## Do this
Each record needs to be echoed exactly; can you do that?

[Begin]

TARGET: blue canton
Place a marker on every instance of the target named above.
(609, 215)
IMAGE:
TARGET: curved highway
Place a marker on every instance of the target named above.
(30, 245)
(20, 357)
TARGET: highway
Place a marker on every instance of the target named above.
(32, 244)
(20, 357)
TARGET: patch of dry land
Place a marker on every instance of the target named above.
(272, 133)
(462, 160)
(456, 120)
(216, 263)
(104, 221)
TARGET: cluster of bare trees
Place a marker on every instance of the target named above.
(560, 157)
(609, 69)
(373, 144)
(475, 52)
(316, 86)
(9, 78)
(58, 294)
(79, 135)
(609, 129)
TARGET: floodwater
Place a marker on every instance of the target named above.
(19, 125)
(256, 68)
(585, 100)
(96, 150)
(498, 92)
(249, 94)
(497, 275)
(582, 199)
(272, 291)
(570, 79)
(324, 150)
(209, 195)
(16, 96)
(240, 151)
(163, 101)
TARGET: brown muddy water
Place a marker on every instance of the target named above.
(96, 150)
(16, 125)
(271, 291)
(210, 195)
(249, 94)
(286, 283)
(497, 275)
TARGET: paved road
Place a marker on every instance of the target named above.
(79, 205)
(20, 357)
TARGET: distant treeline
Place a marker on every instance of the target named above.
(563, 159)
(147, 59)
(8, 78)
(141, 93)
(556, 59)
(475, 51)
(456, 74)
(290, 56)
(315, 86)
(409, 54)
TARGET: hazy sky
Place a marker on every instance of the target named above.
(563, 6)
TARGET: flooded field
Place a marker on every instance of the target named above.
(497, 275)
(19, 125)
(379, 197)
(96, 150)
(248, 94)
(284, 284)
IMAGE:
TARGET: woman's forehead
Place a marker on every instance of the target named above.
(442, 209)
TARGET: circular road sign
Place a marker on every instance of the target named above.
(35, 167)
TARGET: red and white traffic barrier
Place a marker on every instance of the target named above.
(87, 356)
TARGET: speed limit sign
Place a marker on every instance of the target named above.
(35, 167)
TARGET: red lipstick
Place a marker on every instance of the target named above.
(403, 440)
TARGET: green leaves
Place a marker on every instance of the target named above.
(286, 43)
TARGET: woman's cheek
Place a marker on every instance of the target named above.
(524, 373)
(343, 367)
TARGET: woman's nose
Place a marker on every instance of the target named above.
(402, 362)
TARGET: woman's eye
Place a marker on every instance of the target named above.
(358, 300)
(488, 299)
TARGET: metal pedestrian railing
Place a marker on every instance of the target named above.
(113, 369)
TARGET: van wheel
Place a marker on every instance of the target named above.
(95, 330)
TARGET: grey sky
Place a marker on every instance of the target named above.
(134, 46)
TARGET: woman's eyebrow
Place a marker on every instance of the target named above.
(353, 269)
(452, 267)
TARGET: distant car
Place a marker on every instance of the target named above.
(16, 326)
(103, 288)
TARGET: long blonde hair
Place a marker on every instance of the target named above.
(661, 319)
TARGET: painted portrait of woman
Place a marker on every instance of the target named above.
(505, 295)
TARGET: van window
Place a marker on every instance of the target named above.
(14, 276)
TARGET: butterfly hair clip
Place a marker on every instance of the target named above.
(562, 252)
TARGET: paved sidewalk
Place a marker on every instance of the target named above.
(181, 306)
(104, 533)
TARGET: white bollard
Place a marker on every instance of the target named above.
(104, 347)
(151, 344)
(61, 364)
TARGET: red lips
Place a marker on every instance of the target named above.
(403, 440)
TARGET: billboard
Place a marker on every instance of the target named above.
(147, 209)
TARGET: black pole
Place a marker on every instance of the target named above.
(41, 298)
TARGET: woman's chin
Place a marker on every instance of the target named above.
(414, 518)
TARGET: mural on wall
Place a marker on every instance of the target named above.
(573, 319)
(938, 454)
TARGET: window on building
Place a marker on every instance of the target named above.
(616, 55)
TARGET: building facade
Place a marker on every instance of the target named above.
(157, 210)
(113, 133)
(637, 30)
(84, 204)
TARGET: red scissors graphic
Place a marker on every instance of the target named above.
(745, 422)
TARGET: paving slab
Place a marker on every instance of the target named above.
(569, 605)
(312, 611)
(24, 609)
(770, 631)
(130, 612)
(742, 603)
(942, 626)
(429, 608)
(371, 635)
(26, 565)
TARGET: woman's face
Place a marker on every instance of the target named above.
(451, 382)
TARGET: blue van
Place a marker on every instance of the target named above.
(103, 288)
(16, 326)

[End]

## Complete output
TARGET: blue canton
Place a marker on every instance of the target named above.
(609, 215)
IMAGE:
TARGET: curved highway
Place a marker on every instance of the target named above.
(30, 245)
(20, 357)
TARGET: highway
Place a marker on every instance of the target named above.
(32, 244)
(20, 357)
TARGET: patch of dry land
Place a marker on every instance of the target named above.
(272, 133)
(462, 160)
(456, 120)
(216, 263)
(104, 221)
TARGET: cluster of bare trees
Place a marker on every instance of the target named above.
(560, 157)
(609, 69)
(373, 144)
(475, 52)
(316, 86)
(9, 78)
(58, 294)
(79, 135)
(609, 129)
TARGET: floodwater
Place a marker on every instance of the target named above.
(19, 125)
(256, 68)
(585, 100)
(96, 150)
(498, 92)
(249, 94)
(497, 275)
(582, 199)
(272, 291)
(570, 79)
(324, 150)
(209, 195)
(16, 96)
(240, 151)
(163, 101)
TARGET: brown muddy water
Place a marker on every instance of the target named above.
(96, 150)
(16, 125)
(271, 291)
(210, 195)
(249, 94)
(286, 283)
(497, 275)
TARGET: paved road
Place a marker on every instance of the target named above.
(79, 205)
(20, 357)
TARGET: distant treeline
Place a marker on every instance of the target named above.
(563, 159)
(147, 59)
(8, 78)
(141, 93)
(556, 59)
(475, 51)
(456, 74)
(290, 56)
(315, 86)
(409, 54)
TARGET: hazy sky
Place a marker on every instance of the target named above.
(563, 6)
TARGET: flooded field
Place a marker on every instance of the target named above.
(497, 275)
(19, 125)
(379, 197)
(96, 150)
(248, 94)
(284, 284)
IMAGE:
TARGET: woman's forehead
Place a marker on every instance of the target named above.
(442, 209)
TARGET: circular road sign
Place a marker on every instance of the target named above.
(35, 167)
TARGET: red and white traffic barrier
Place a marker on every instance of the target named above.
(87, 356)
TARGET: speed limit sign
Place a marker on every instance of the target named above.
(35, 167)
TARGET: red lipstick
Place a marker on every instance of the target named above.
(403, 440)
TARGET: green leaves
Place a marker on every instance of the target named above.
(286, 43)
TARGET: woman's cheek
Place a marker on every instance of the target named above.
(524, 373)
(343, 367)
TARGET: woman's nose
Place a marker on every instance of the target named above.
(402, 362)
TARGET: woman's eye
Place a marker on every instance of the target named above.
(358, 300)
(488, 299)
TARGET: metal pedestrian railing
Place a marker on every instance of the target named above.
(113, 369)
TARGET: van wheel
Place a marker on every instance of the target named above.
(95, 330)
TARGET: grey sky
Place a marker on every instance of the target named above.
(134, 46)
TARGET: woman's eyebrow
Place a marker on every instance of the target named above.
(353, 269)
(452, 267)
TARGET: distant car
Place a marker on every instance of the target named above.
(16, 326)
(103, 288)
TARGET: long blonde hair
Place a marker on every instance of the target named above.
(661, 319)
TARGET: painted portrait of woman
Place a marker on every instance of the target named above.
(505, 295)
TARGET: van window
Place a marker on every instance of the target named above.
(14, 276)
TARGET: butterfly hair clip
Place a marker on every instance of the target named above.
(562, 252)
TARGET: paved sidewalk
Place a marker on every instance of the target named above.
(181, 306)
(104, 533)
TARGET: white bollard
Place a marker on every instance of the target named above.
(104, 347)
(151, 344)
(61, 364)
TARGET: red lips
Place a marker on every instance of the target named above.
(403, 440)
TARGET: billboard
Place a marker on every instance of the target named above.
(147, 209)
TARGET: black pole
Place a marker on every instance of the target named above.
(41, 298)
TARGET: woman's chin
Place a marker on every instance of the target named above.
(414, 518)
TARGET: mural on wall
Place a marker on every instance of the target named above.
(573, 319)
(938, 454)
TARGET: window on building
Place a marker on every instance of the target named above.
(616, 55)
TARGET: building facade
Place a marker on every instance of the target named above.
(157, 210)
(113, 133)
(637, 30)
(84, 204)
TARGET: red scissors graphic
Place a marker on every instance of the target named above.
(745, 422)
TARGET: paving slab
Place a marker on every instance of the target named above.
(569, 605)
(312, 611)
(24, 609)
(770, 631)
(130, 612)
(742, 603)
(942, 626)
(429, 608)
(371, 635)
(26, 565)
TARGET: woman's face
Place a marker on every instance of the target named above.
(451, 382)
TARGET: blue van
Place a marker on every instance of the target named above.
(103, 288)
(16, 326)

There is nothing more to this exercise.